SET PROBLEM:
Collect every line in the listing below that contains the word "hair" and copy each of those lines in full.
──────── DATASET CONTENT ────────
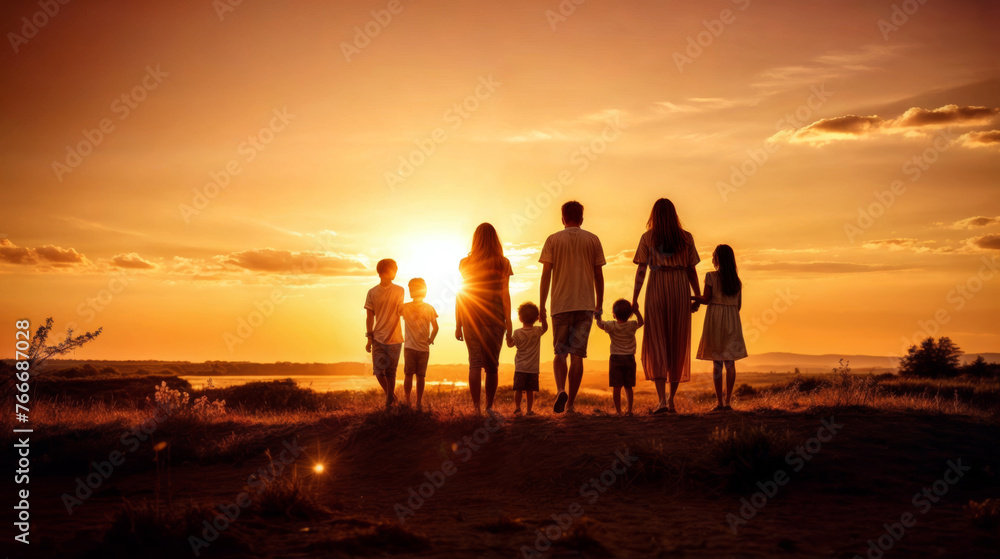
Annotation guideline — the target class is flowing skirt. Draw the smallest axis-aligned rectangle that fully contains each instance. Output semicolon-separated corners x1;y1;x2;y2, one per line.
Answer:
642;268;691;382
698;305;747;361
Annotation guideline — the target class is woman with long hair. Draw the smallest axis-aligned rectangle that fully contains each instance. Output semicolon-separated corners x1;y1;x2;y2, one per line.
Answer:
632;198;701;413
455;223;514;412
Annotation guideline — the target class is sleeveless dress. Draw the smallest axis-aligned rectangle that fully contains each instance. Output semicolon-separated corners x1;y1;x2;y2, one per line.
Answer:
456;258;514;374
698;272;747;361
632;231;701;382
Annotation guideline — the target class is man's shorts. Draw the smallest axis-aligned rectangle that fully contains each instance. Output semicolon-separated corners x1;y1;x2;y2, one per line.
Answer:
403;349;431;377
608;355;635;388
514;373;538;392
372;340;403;378
552;311;594;357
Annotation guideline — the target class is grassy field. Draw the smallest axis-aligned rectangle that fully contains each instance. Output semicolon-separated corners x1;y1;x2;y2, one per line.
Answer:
3;371;1000;557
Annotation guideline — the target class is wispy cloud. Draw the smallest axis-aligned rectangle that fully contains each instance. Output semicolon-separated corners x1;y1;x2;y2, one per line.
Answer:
772;105;1000;145
752;45;904;95
111;252;156;270
950;215;1000;229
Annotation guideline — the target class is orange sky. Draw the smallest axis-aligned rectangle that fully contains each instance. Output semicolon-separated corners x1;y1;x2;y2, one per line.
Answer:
0;0;1000;363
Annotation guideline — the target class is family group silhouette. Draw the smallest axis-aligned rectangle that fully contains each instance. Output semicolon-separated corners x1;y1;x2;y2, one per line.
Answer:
365;198;747;415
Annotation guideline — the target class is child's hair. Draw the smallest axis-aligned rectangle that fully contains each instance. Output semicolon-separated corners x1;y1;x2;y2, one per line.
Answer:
375;258;399;276
611;299;632;320
406;278;427;297
517;301;538;324
562;200;583;223
712;245;743;296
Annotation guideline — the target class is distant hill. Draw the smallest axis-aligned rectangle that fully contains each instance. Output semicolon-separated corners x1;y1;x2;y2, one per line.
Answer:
29;352;1000;379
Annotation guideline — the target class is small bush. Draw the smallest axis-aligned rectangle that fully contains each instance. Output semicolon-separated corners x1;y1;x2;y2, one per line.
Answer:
733;383;757;398
704;424;793;491
102;501;251;557
309;522;431;557
965;499;1000;536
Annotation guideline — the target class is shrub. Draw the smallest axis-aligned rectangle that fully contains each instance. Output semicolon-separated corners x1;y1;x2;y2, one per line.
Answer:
705;424;794;491
899;337;962;378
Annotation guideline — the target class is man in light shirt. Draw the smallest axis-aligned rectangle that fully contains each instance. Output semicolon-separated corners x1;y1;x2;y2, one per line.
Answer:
538;201;606;413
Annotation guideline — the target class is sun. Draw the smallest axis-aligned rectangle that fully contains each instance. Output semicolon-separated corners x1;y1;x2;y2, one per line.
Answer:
396;233;471;316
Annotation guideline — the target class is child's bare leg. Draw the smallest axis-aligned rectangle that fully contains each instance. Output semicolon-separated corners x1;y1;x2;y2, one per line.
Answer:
469;368;483;411
726;361;736;406
712;361;726;407
416;376;424;410
486;373;500;410
385;375;396;408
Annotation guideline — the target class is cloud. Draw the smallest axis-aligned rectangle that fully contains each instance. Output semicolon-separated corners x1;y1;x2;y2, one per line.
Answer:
753;45;904;95
862;238;955;253
951;215;1000;229
958;130;1000;148
35;245;87;264
0;239;38;264
891;105;1000;128
111;252;156;270
0;239;90;267
743;261;904;275
965;233;1000;250
771;105;1000;147
217;248;371;276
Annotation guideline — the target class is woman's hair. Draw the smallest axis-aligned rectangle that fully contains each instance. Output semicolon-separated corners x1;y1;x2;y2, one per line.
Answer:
646;198;687;254
469;223;504;272
712;245;743;296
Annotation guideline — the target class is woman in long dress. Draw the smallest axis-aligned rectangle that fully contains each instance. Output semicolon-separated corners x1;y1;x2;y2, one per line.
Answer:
455;223;514;412
632;198;701;413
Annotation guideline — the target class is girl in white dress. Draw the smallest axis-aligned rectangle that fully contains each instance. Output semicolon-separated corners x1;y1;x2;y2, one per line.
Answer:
692;245;747;411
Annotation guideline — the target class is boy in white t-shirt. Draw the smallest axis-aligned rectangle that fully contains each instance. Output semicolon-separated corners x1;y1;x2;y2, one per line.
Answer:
────────
WORKED SOLUTION:
Annotation guideline — the target class is woman with long hair. Draw the smallest axis-aligned rectangle that fully contains each instance. Output semicolon-separated corners x1;y1;x2;y2, one per line.
Annotation guideline — the target class is child's hair. Draw the smallest axis-aligned rectangle that fully contains each instance. Output semicolon-separated corners x1;y1;x2;y2, one per line.
Annotation guideline — the target class is woman's hair. Draw the smallest axis-aligned rectangle that fully contains each instance. Output semicolon-separated corners x1;y1;x2;y2, one per line.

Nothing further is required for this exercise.